Document extract:
================

Ryan: Well, you’d cope and you’d move on, that’s just what happens.
Allie: Let’s hope so.
Me (to Ryan): Well, she could kill herself.
(A minute or so later I find out that Ryan’s mom died 2 years ago. Great.)
Or, take these conversations with David for example:
(FYI – this particular David is my boyfriend, NOT my brother, or my uncle, or the kid at church, or my good friend’s brother – all who are also Davids. Does this make life confusing? Yes it does.)
After he tells me a serious story about how his best friend and long-time girlfriend broke up and then she was killed a few days later in a car accident but he was still asked to be a pallbearer at her funeral because her family didn’t know they had broken up:
Me (with way too upbeat of a tone of voice): Man, that’s a bad week!
After we arrived at his house after work one evening having followed each other home in separate cars:
David: I waved at you in the car.
Me: I know, I waved back.
David: I blew you a kiss in the car.
Me: I know.
After very graciously rubbing my shoulders because I had a tension headache and I asked him to do so:
David: So how was that, was it horrible?
Me: I’ve had worse.
David: OK, just so you know, in the event that ten years from now we get married, any comment like that on wedding night will not be acceptable.
From Scott:
So has your life always been a Seinfeld episode, or is that just a result of dating David?
From Nic:
Kat… who are you dating???
From Andrew:
i’ve been doing a lot better lately, but about a week ago, one of my friends called me on my cell. we talked for an extended time about how sometimes she and her sister (both of whom speak a number of languages other than english) will from time to time go to a hip restaurant in the denver area. my friend has no shame, and will mock any idiot (like those people who wear absurdly coordinated outfits from abercrombie) that walks by and will often do so while the idiot is within full earshot. her sister, on the other hand, is not a pod, and often chides my friend about her habit.
normally i’m more inclined to agree with my kramer-esque friend than her sister. not so much after this tho. i should take a class to learn whatever martial art helps one communicate effectively (by that, i mean defend one’s self) over the phone:
friend: so while we were there, this lesbian with absurdly large breasts walks by…
me: okay.
friend: …i turned to (sis) and said “you know, she’s totally wasting those”…
me: okay.

================

Material provided:
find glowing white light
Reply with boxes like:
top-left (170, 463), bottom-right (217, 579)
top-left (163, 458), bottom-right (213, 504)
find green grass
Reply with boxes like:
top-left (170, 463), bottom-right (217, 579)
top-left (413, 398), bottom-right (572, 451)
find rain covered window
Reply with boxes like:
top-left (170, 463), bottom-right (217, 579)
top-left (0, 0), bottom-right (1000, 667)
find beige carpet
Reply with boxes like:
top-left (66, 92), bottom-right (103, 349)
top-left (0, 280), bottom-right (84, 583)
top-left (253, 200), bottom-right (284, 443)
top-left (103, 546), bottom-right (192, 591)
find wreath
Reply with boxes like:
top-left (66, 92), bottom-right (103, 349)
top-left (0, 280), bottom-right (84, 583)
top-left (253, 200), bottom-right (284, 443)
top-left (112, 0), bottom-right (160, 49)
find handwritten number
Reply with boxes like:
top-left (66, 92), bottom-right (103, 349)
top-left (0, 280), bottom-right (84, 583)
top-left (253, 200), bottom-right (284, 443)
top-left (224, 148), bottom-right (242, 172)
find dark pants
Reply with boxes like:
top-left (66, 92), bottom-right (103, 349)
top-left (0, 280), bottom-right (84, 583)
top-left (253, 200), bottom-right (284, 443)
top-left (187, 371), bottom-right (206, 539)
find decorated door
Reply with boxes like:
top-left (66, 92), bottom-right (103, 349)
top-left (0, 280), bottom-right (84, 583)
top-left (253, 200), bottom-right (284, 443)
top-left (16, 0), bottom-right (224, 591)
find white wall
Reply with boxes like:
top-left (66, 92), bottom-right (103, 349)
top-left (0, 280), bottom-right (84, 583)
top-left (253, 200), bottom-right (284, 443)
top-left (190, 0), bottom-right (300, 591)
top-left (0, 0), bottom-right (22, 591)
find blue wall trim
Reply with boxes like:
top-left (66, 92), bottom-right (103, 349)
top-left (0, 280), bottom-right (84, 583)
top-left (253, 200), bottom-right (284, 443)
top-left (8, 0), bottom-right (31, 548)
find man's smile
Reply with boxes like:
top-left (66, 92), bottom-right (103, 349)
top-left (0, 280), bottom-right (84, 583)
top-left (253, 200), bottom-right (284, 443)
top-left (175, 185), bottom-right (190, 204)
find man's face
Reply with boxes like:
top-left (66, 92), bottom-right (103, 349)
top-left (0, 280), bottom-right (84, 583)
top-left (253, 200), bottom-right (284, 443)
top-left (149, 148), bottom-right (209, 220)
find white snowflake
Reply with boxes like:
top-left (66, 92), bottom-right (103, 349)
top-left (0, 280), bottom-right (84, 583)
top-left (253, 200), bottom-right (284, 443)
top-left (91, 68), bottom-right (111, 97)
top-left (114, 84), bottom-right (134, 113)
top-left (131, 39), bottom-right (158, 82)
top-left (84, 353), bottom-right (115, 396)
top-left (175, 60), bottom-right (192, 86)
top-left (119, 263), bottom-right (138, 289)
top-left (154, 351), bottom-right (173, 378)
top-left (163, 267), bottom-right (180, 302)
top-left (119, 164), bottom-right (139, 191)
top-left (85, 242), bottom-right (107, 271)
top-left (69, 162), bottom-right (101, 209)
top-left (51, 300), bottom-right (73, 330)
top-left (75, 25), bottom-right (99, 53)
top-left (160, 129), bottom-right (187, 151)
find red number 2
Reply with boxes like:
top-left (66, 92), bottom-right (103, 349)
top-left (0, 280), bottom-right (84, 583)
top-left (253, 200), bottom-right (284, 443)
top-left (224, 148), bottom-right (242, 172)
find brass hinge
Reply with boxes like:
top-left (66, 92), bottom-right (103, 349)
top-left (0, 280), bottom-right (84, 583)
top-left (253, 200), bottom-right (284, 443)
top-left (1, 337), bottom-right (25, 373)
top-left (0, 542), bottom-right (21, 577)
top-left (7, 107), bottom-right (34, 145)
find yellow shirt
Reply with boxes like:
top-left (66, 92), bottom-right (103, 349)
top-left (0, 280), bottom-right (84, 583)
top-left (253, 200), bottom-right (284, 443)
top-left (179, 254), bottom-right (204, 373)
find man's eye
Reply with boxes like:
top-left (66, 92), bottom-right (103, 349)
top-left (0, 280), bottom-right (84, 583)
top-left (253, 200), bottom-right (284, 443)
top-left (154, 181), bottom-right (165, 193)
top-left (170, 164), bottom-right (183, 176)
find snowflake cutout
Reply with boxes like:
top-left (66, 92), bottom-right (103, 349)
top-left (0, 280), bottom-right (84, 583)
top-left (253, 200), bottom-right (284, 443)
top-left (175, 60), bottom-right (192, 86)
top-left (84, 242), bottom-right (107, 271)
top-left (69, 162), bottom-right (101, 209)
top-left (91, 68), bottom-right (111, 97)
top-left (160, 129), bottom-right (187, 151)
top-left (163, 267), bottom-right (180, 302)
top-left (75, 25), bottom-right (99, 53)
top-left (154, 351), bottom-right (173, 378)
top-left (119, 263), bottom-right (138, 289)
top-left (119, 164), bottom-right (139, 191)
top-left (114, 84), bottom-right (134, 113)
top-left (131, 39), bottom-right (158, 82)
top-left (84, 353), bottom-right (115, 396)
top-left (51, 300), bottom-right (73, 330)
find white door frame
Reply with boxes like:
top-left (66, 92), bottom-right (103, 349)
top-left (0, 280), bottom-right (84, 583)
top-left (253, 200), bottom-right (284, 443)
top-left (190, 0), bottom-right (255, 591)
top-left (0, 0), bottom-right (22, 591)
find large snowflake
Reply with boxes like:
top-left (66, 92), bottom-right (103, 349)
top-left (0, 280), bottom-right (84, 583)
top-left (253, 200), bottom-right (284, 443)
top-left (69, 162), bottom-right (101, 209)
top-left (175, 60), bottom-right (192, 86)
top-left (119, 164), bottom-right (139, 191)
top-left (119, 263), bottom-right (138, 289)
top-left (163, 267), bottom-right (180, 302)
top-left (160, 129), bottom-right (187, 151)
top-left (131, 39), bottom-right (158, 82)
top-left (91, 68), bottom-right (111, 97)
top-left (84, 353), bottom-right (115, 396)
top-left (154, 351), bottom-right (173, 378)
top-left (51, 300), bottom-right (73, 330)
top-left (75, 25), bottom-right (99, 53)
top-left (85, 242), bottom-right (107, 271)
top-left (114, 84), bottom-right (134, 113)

================

Stated problem 1:
Answer these questions from the conversation excerpt:
(a) How long ago did Ryan's mom die?
(b) What does David say he blew in the car?
(c) In what area is the restaurant that Andrew's friend and her sister go to?
Stated problem 2:
Decide whether each statement agrees with the conversation excerpt, and support each answer with a quotation:
(a) The David in these conversations is the narrator's brother.
(b) The narrator asked David for a shoulder rub.
(c) The sister of Andrew's friend often joins in mocking people who walk by.
The material above is separate from the conversation excerpt.

Final result 1:
(a) 2 years ago
(b) A kiss
(c) The denver area

Final result 2:
(a) No: "this particular David is my boyfriend, NOT my brother"
(b) Yes: "I had a tension headache and I asked him to do so"
(c) No: "often chides my friend about her habit"